Segment Start: Stored data

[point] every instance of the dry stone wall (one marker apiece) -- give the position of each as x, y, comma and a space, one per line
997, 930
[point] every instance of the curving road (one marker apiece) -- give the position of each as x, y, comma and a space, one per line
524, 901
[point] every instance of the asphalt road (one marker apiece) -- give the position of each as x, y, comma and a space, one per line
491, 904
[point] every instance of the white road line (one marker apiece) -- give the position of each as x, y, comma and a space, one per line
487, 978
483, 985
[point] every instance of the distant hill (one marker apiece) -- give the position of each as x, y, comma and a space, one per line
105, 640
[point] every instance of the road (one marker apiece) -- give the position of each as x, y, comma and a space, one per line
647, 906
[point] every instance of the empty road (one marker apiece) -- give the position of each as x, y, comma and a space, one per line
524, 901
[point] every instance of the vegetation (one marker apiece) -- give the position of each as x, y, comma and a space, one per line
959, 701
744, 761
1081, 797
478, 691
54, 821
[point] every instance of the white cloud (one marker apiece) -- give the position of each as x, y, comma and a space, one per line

Segment End: Stored data

## About this exercise
The required answer is every line of the data, duplicated exactly.

## Solved exercise
[point] every instance of the dry stone wall (one marker apiece) -- give the position of each as x, y, comma and a space, one per line
997, 930
[point] every instance of the curving road (one marker apiece) -- give the position of each as x, y, comma and a space, one per line
524, 901
[point] every instance of the asphalt road (one marker apiece) -- give the position of each as x, y, comma and a space, one per line
491, 904
[point] every instance of the white road line (one marker apiece) -- give the position of each as x, y, comma and a space, one per line
487, 978
483, 985
[point] every instance of the distant hill (one marker apiece) -- give the position of each as x, y, comma and a space, one per line
105, 640
[point] every instance of the road (one marker apiece) -- give the position of each as x, y, comma and a space, one per line
647, 906
[point] every instance of the empty road (one marker apiece) -- give the position of each as x, y, comma and a space, one per line
524, 901
[point] every instance of the vegetation (one marker apiece) -- give the position of each as x, y, comma and a space, one per line
959, 701
744, 761
1081, 797
478, 691
54, 821
[point] every instance of the white cloud (one marker apiece) -- give the position of each as x, y, comma and a space, one per line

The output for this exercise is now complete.